Text start
CAF Stance on Hateful Conduct

November 20, 2019 - Defence Stories

Hateful conduct, be it through words or actions, is completely incompatible with Canadian Armed Forces’ (CAF’s) values and culture. It erodes cohesion and esprit de corps, and diminishes our authority as a force for good in Canadian society and around the world and will not be tolerated in the CAF.

Hateful conduct will call into question a member’s suitability for continued service in our military, and subsequently, suspected cases of such are investigated. If the suspicion is verified, the implicated member may face severe career consequences, including release from the CAF. See Defence Administrative Orders and Directives (DAOD 5019-0) for more information on processes for dealing with performance and conduct deficiencies in the CAF.

If members have engaged in or endorsed inappropriate activities due to ignorance rather than hatefulness, the CAF will endeavour to correct their ignorance and rehabilitate them. Measures implemented can include a recorded warning, counselling, and/or probation.
Text end
Excerpted records start
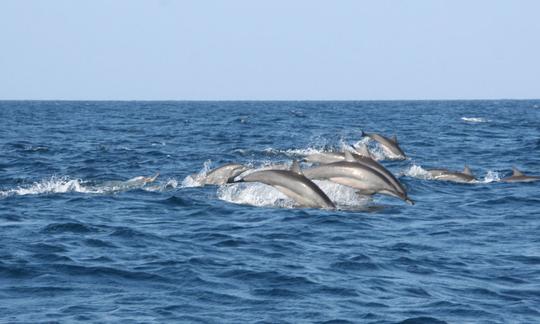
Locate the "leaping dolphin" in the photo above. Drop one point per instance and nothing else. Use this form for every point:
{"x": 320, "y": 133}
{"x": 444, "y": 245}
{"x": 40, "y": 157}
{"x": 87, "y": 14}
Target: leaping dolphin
{"x": 294, "y": 185}
{"x": 223, "y": 174}
{"x": 388, "y": 144}
{"x": 445, "y": 175}
{"x": 368, "y": 161}
{"x": 361, "y": 177}
{"x": 518, "y": 176}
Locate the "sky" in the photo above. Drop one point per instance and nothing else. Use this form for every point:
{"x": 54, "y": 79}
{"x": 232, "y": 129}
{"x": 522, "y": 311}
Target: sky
{"x": 269, "y": 50}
Excerpted records end
▸ Your tasks:
[1] Based on the statement on hateful conduct, decide whether each claim is true. Answer yes or no and quote the words that settle it.
(a) Suspected cases of hateful conduct are investigated.
(b) Members who took part in inappropriate activities out of ignorance are released from the CAF.
(c) Probation is one possible measure.
[2] Reproduce word for word all the entries above, from the first line through the last point, and leave out the pictures.
The entries are unrelated to the statement on hateful conduct.

▸ Results for the exercise:
[1]
(a) Yes: "suspected cases of such are investigated."
(b) No: "the CAF will endeavour to correct their ignorance and rehabilitate them."
(c) Yes: "Measures implemented can include a recorded warning, counselling, and/or probation."

[2]
Locate the "leaping dolphin" in the photo above. Drop one point per instance and nothing else. Use this form for every point:
{"x": 320, "y": 133}
{"x": 444, "y": 245}
{"x": 40, "y": 157}
{"x": 87, "y": 14}
Target: leaping dolphin
{"x": 294, "y": 185}
{"x": 223, "y": 174}
{"x": 388, "y": 144}
{"x": 445, "y": 175}
{"x": 368, "y": 161}
{"x": 361, "y": 177}
{"x": 518, "y": 176}
Locate the "sky" in the photo above. Drop one point per instance and nothing else. Use this form for every point:
{"x": 54, "y": 79}
{"x": 232, "y": 129}
{"x": 522, "y": 311}
Target: sky
{"x": 269, "y": 50}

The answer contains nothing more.